• **Exercise objective**:
Look through the records below for the word "dead". Report how many lines have it, and only that number.

• **Dataset excerpts**:
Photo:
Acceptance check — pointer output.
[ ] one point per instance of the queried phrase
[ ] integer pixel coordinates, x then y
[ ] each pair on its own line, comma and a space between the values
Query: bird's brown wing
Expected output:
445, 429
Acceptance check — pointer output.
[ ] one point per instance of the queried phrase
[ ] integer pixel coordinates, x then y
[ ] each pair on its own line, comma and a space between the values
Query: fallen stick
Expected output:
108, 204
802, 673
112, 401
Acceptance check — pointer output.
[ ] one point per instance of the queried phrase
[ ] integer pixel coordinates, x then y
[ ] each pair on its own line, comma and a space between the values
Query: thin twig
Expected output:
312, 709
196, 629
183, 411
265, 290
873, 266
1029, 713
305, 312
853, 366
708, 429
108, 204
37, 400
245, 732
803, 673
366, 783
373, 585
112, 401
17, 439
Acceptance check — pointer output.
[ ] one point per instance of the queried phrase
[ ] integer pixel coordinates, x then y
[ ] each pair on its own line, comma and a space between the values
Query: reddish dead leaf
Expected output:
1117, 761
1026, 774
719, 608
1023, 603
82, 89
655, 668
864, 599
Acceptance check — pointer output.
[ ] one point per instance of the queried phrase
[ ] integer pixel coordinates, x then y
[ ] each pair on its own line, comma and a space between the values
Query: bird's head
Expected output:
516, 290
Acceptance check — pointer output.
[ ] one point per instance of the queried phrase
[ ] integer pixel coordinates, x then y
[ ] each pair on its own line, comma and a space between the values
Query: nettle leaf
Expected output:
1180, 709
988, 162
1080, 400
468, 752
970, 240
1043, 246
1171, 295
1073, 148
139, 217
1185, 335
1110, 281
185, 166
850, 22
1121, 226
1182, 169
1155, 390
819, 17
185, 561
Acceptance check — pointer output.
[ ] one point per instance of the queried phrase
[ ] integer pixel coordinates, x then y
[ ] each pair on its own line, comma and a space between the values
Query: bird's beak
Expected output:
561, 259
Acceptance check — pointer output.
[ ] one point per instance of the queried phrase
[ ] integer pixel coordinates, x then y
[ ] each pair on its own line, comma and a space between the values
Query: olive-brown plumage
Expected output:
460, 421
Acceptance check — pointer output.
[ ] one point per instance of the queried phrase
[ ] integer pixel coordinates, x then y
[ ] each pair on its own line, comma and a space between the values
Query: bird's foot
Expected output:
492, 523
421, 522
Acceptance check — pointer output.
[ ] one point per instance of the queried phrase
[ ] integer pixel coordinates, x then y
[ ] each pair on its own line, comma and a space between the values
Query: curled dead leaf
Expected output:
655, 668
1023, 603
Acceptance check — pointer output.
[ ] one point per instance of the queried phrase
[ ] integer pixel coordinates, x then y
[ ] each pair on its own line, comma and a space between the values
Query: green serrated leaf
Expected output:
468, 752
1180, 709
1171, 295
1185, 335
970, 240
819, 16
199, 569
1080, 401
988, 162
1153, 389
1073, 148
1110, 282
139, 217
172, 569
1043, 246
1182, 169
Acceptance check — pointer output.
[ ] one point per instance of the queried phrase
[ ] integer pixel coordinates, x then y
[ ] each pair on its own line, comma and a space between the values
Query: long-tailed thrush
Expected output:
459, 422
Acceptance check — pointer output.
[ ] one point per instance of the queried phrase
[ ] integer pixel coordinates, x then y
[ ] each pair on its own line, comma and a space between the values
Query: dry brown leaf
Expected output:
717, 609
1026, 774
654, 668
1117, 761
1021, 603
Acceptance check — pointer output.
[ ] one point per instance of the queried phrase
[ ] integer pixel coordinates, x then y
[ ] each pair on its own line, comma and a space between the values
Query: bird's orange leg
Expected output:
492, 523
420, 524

• **Completed exercise**:
2